EXERCISE INSTRUCTIONS:
Turn every line of the listing below into a numbered list, skipping the blank lines.

--- begin RECORDS SHOWN ---

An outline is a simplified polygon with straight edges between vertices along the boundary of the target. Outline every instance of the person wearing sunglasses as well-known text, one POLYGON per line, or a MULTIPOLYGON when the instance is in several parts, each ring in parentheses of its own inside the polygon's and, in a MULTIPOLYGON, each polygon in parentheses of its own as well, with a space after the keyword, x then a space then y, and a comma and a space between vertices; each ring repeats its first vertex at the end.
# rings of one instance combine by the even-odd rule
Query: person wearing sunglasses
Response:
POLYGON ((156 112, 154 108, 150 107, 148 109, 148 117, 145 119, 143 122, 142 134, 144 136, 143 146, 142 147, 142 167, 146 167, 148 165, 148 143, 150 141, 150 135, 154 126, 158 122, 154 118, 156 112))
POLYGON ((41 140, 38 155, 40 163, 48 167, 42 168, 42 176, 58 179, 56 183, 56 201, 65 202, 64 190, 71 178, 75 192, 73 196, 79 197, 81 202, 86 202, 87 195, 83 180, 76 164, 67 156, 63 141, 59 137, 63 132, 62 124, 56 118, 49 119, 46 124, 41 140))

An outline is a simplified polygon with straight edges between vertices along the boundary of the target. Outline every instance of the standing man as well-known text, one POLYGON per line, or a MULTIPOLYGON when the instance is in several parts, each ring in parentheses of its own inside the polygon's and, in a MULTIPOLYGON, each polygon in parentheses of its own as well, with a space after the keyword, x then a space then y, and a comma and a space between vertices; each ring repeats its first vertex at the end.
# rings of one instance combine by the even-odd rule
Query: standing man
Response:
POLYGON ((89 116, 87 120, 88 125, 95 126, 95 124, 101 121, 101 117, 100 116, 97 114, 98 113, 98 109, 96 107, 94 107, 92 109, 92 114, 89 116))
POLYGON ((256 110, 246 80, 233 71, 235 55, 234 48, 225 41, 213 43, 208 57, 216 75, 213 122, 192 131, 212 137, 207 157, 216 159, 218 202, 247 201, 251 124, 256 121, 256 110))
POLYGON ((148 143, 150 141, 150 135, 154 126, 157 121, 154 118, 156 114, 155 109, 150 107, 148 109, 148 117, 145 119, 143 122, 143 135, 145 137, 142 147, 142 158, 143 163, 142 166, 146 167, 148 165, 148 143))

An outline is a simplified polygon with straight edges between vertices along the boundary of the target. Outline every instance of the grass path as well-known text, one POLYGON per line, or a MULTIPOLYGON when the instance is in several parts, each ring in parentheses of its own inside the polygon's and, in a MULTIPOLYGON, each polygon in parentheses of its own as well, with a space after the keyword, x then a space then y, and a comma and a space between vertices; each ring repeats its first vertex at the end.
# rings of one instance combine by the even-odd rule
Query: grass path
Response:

--- end RECORDS SHOWN ---

RESPONSE TO THE TASK:
1. An outline is a simplified polygon with straight edges between vertices along the boundary of the target. Outline every instance of the person wearing sunglasses as well-known text, one POLYGON per line, or a MULTIPOLYGON when the instance is in several parts, each ring in parentheses of its own inside the polygon's and, in a MULTIPOLYGON, each polygon in parentheses of its own as well, with a space after the keyword, x then a space then y, and a comma and a space between vertices; each ring repeats its first vertex at the end.
2. # rings of one instance combine by the even-odd rule
3. Query: person wearing sunglasses
4. Response:
5. POLYGON ((156 112, 154 108, 150 107, 148 109, 148 117, 145 119, 143 122, 142 134, 144 136, 143 146, 142 147, 142 167, 146 167, 148 165, 148 143, 150 141, 150 135, 154 126, 158 122, 154 118, 156 112))
6. POLYGON ((41 140, 38 155, 40 163, 48 167, 42 168, 42 176, 58 179, 56 183, 56 201, 65 202, 64 190, 71 178, 75 192, 73 196, 79 197, 81 202, 86 202, 87 195, 83 180, 76 164, 67 156, 63 141, 59 137, 63 132, 62 124, 56 118, 49 119, 46 124, 41 140))
7. An outline is a simplified polygon with straight edges between vertices along the boundary of the target. Outline every instance of the standing man as well-known text, one POLYGON per line, or a MULTIPOLYGON when the instance is in several parts, each ring in parentheses of its own inside the polygon's and, in a MULTIPOLYGON, each polygon in parentheses of its own as well, with a space after the keyword, x then a space then y, and a comma and a space between vertices; each ring repeats its first vertex at the end.
8. # rings of one instance combine by the even-odd rule
9. Query: standing man
10. Response:
11. POLYGON ((89 116, 87 120, 88 125, 95 126, 95 124, 101 121, 101 117, 100 116, 97 114, 98 113, 98 109, 96 107, 94 107, 92 109, 92 114, 89 116))
12. POLYGON ((256 110, 246 80, 233 71, 235 55, 234 48, 225 41, 213 43, 208 57, 216 75, 213 122, 192 131, 212 137, 207 157, 216 159, 218 202, 247 201, 251 124, 256 121, 256 110))
13. POLYGON ((148 143, 150 141, 150 135, 154 126, 157 121, 154 118, 156 114, 155 109, 150 107, 148 109, 148 117, 145 119, 143 122, 143 135, 145 137, 142 147, 142 158, 143 163, 142 166, 146 167, 148 165, 148 143))
14. An outline is a simplified polygon with straight edges between vertices along the boundary of the target. Outline every instance of the grass path as well-known text, one POLYGON per line, or a MULTIPOLYGON when the instance is in several parts, each ring in parentheses of its own inside the polygon's and, in a MULTIPOLYGON, each polygon in parentheses of its own as well, with a space after the keyword, x then a space then y, and a comma and a space between vertices; each ring repeats its first vertex at the end.
15. # rings of one instance combine by the even-odd rule
16. Query: grass path
17. Response:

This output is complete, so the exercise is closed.